Exercise details
Repeat each of the entries below word for word, leaving the pictures out.

** Start Given entries **

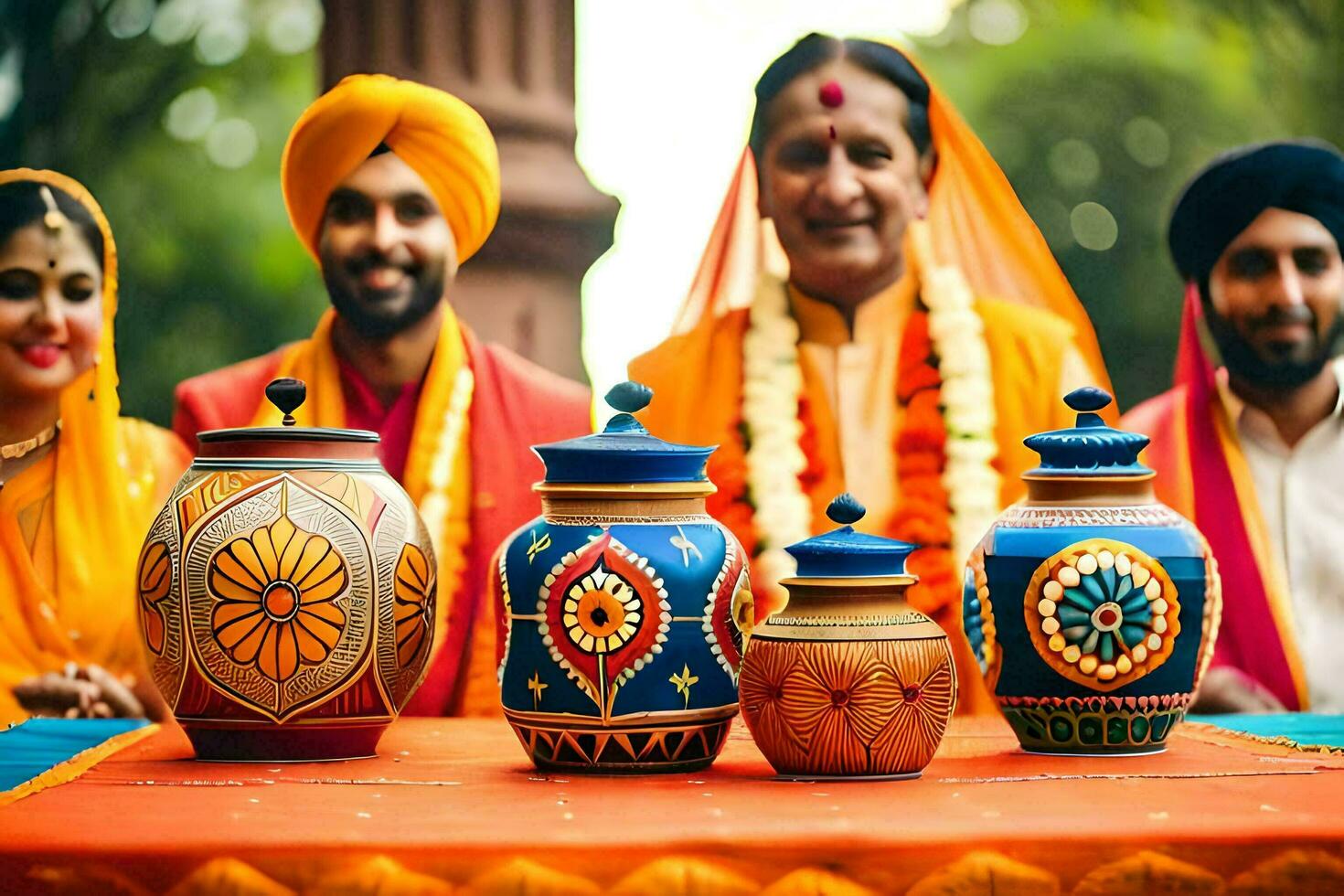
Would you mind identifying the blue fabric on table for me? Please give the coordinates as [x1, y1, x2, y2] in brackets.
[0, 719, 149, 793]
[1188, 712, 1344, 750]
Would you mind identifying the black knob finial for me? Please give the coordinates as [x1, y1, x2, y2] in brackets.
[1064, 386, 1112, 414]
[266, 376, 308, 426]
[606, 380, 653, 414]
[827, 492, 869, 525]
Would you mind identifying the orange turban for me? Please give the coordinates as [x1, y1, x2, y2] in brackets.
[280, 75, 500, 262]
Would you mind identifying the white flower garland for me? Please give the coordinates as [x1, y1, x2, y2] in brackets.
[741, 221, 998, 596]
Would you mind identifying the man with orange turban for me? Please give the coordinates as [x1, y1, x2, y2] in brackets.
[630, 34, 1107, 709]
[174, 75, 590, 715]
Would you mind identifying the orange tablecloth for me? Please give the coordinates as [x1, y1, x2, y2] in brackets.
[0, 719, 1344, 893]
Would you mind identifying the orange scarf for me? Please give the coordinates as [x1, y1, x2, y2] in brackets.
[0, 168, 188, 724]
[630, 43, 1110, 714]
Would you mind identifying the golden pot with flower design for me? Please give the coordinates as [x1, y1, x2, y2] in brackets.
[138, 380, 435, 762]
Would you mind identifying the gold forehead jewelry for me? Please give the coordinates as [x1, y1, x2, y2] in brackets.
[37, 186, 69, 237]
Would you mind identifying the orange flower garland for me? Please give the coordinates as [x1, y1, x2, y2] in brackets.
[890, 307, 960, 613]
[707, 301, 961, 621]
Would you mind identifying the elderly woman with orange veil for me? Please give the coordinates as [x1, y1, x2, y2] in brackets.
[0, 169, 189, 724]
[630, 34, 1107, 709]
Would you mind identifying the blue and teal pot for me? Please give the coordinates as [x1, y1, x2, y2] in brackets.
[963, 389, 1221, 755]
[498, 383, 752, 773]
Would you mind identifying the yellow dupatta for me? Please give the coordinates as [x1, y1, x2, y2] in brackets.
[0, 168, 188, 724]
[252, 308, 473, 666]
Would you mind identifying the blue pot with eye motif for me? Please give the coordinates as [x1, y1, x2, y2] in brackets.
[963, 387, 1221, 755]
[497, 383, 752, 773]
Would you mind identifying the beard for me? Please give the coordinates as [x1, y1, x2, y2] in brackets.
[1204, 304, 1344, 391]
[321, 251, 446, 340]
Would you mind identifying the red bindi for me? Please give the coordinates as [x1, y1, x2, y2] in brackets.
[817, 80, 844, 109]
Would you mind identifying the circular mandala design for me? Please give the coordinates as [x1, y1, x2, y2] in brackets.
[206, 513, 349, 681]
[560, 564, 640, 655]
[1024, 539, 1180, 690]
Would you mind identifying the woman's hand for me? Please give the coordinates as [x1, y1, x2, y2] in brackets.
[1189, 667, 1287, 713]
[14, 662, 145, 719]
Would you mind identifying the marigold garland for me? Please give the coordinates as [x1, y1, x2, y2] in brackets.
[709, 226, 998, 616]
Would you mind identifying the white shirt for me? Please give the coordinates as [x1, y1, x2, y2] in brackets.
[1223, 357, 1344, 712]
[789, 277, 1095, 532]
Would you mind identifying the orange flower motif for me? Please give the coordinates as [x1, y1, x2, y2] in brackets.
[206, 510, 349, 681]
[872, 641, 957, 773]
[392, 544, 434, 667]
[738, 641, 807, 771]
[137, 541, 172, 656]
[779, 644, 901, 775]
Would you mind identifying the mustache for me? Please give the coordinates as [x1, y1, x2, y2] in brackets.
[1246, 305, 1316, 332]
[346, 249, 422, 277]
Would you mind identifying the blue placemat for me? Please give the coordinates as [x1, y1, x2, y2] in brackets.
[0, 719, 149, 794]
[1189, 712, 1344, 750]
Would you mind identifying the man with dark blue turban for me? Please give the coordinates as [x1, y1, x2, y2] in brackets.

** End Given entries **

Written solution
Would you mind identifying the blue fabric on table for me? Please give the coordinates as [x1, y1, x2, y2] in brackets.
[0, 719, 149, 793]
[1188, 712, 1344, 750]
Would you mind identifying the black knob finial for me? Please give the coordinates as [x1, y1, x2, y2] in brackets.
[1064, 386, 1112, 414]
[266, 376, 308, 426]
[606, 380, 653, 414]
[827, 492, 869, 525]
Would you mind identifying the orange turban for me? Please give the coordinates as [x1, y1, x2, y2] in brackets.
[280, 75, 500, 262]
Would you mind identifying the white flower garland for me? Please give the coordinates as [x1, y1, x2, y2] in brackets.
[741, 221, 998, 596]
Would you mind identifying the man with orange turban for me? Please give the coordinates as [x1, y1, x2, y2] in brackets.
[630, 34, 1107, 709]
[174, 75, 590, 715]
Would you mind identifying the orange tablecloth for me? Please give the coordinates as [x1, y1, x2, y2] in brackets.
[0, 719, 1344, 893]
Would you mind identifying the orange scarf for me? Please give the coordinates as [x1, y1, x2, y2] in brackets.
[0, 168, 188, 724]
[630, 43, 1110, 714]
Would you mind identifying the golden pot with flower design for me? Please give the coordinates as [x1, y1, x2, y2] in brackets.
[138, 380, 435, 762]
Would you mind identifying the gold forehead jewelry for me? Please give the coordinates as [x1, y1, x2, y2] in brackets.
[37, 186, 69, 237]
Would you mind identifying the orange flower garland for me? Please give the coordinates as [x1, y1, x2, y2] in brackets.
[890, 307, 960, 613]
[707, 301, 961, 621]
Would you mind identifying the elderly woman with orange veil for me? Please give the coordinates as [x1, y1, x2, y2] in brackets.
[0, 169, 189, 724]
[630, 34, 1107, 709]
Would you mind identifying the blue and teal pot for me? Please give the coordinates as [x1, y1, x2, y2] in brackets.
[963, 389, 1221, 755]
[498, 383, 752, 773]
Would you mind identifying the yellow dupatta for me? Please give the coordinates as [x1, y1, x2, y2] in brackets.
[0, 168, 188, 724]
[252, 308, 473, 666]
Would you mind identifying the blue pot with eye motif for me? Please give the coordinates as [x1, y1, x2, y2] in brackets.
[963, 387, 1221, 755]
[497, 383, 752, 773]
Would you mind identifying the beard for me? Please give the coordinates as [x1, y1, x2, y2] in brackets.
[1204, 304, 1344, 391]
[321, 251, 446, 340]
Would you mind identifying the red bindi for me? Please give the coordinates as [x1, y1, x2, y2] in brackets.
[817, 80, 844, 109]
Would you mind identifying the circular mandala design for me? Please give the coordinates as [x1, y1, x2, y2] in brackets.
[206, 513, 349, 681]
[560, 564, 640, 655]
[1024, 539, 1180, 690]
Would you mind identifying the woman's hand for me? Please give the coordinates as [x1, y1, x2, y2] in brackets.
[1189, 667, 1287, 713]
[14, 662, 145, 719]
Would you mind identifying the marigold garland for me? Please give the coordinates as [x1, y1, x2, y2] in brackets.
[709, 226, 998, 616]
Would you mind identifying the white shirt for me? Please give the coordinates as [x1, y1, x2, y2] in brackets.
[1223, 357, 1344, 712]
[789, 277, 1095, 532]
Would you mind identifying the orange flower motif for me? Please give the coordinates as [x1, y1, x2, y2] in brackets.
[206, 510, 349, 681]
[872, 641, 957, 773]
[392, 544, 434, 667]
[738, 641, 807, 771]
[137, 541, 172, 656]
[779, 644, 901, 775]
Would you mind identifying the mustache for me? Please give the coordinates as [x1, y1, x2, y2] in brackets.
[1246, 305, 1316, 332]
[346, 249, 422, 277]
Would you mind identifying the blue placemat for me? Please give the coordinates as [x1, y1, x2, y2] in brackets.
[0, 719, 149, 794]
[1189, 712, 1344, 750]
Would you mind identifying the man with dark blue turban for me? Please give the coordinates as [x1, y1, x2, y2] in brackets.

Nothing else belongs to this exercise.